What top tips would you give to an individual who is trying to excel in their career in technology?

Firstly, my top tip would be to don’t ever stop learning. Especially in the tech space, things are always moving, so you need to ensure that you are keeping up with what is current and what is on trend.  I also recommend finding a mentor, someone who in your space that you can look up to and learn from. As I said before, it doesn’t have to be a woman, just someone that you trust, and someone who you think would enrich your progress. Lastly, it is important that you take what you learn and put your lens on it. I recommend joining a tech community, although it can feel overwhelming, it is invaluable, because you are surrounding yourself with like minded people and you can get a greater understanding of what others are doing within the space and what you can do to set yourself apart.

Do you believe there are still barriers for success for women working in tech, if so, how can these barriers be overcome?

Exercise goal.
Translate this sentence from the interview on tech careers into Spanish: "Lastly, it is important that you take what you learn and put your lens on it." The entries aren't needed for the task.

Point-per-instance localization data
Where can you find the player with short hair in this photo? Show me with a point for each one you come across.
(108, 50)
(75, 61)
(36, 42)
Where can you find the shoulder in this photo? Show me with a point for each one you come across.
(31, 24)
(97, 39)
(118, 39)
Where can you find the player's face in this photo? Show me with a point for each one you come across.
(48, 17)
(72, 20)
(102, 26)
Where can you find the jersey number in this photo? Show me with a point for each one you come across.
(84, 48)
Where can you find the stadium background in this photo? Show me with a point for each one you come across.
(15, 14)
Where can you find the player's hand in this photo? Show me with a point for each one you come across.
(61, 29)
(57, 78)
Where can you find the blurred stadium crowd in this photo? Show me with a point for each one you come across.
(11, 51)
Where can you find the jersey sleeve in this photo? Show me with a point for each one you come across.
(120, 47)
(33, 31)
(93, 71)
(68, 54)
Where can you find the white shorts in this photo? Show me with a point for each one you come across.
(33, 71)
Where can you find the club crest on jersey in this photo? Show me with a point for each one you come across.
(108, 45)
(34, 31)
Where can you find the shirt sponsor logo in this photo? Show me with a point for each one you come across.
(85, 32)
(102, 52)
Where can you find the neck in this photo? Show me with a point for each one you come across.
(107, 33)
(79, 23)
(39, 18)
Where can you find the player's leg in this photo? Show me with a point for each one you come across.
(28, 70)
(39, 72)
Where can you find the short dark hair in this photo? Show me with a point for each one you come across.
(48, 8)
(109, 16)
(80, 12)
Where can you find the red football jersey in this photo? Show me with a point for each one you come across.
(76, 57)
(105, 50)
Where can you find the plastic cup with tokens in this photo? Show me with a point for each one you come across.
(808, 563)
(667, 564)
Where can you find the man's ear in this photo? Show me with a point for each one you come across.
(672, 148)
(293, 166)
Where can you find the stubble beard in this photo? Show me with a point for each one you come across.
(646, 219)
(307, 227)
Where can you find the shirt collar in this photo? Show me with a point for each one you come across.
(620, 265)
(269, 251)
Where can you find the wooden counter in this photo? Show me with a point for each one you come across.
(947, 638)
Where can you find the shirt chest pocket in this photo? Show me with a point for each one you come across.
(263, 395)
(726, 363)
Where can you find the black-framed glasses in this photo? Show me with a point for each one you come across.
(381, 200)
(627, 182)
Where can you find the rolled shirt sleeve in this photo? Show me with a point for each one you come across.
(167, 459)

Solution.
Por último, es importante que tomes lo que aprendes y lo mires a través de tu propio lente.